▶ **Problem requirements**:
Express the listing as a JSON list of strings, one string for each line, leaving out blank lines. Include only the lines from the line with "Task: point to every instance of the tan" through the end of the listing.

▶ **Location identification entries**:
— BEGIN —

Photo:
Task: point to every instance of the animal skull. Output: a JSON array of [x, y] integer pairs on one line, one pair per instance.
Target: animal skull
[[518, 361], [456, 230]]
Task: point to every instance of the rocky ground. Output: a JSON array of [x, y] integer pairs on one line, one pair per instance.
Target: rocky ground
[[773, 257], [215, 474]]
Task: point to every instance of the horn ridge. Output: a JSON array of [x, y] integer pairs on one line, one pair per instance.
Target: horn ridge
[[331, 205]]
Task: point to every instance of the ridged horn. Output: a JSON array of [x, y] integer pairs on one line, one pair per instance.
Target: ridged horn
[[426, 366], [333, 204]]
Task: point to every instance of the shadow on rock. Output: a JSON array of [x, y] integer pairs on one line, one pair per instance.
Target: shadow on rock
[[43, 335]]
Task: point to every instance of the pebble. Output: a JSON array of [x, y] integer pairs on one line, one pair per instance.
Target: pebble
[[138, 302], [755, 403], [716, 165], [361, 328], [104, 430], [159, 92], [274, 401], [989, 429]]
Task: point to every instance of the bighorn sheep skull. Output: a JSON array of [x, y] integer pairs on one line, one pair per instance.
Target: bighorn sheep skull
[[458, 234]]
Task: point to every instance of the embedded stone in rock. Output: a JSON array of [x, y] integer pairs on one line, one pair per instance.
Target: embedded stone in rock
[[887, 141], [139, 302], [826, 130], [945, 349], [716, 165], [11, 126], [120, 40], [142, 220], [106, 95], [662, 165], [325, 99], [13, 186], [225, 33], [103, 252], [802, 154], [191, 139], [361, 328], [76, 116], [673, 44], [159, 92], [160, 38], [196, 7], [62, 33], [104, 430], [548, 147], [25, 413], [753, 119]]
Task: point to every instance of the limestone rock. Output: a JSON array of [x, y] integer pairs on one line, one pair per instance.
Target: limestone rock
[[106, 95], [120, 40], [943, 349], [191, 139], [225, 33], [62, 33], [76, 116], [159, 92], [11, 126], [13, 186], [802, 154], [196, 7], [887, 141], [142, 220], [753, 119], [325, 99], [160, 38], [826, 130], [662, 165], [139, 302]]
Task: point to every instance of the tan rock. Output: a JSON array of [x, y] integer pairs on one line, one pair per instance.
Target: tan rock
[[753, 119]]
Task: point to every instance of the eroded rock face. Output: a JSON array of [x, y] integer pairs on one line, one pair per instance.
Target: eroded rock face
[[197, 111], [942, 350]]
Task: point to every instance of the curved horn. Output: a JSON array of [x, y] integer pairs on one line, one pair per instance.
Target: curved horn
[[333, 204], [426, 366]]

— END —

▶ **Exercise result**:
[
  "Task: point to every instance of the tan rock. Output: a JSON array of [x, y] integer pairs on one line, one pair per instance.",
  "Target: tan rock",
  "[[753, 119]]",
  "Task: point to every instance of the eroded rock face. Output: a JSON array of [x, y] integer pairs on one line, one pair per instance.",
  "Target: eroded rock face",
  "[[197, 111], [942, 350]]",
  "Task: point to every instance of the curved horn. Output: a JSON array of [x, y] integer pairs on one line, one pair per instance.",
  "Target: curved horn",
  "[[333, 204], [426, 366]]"
]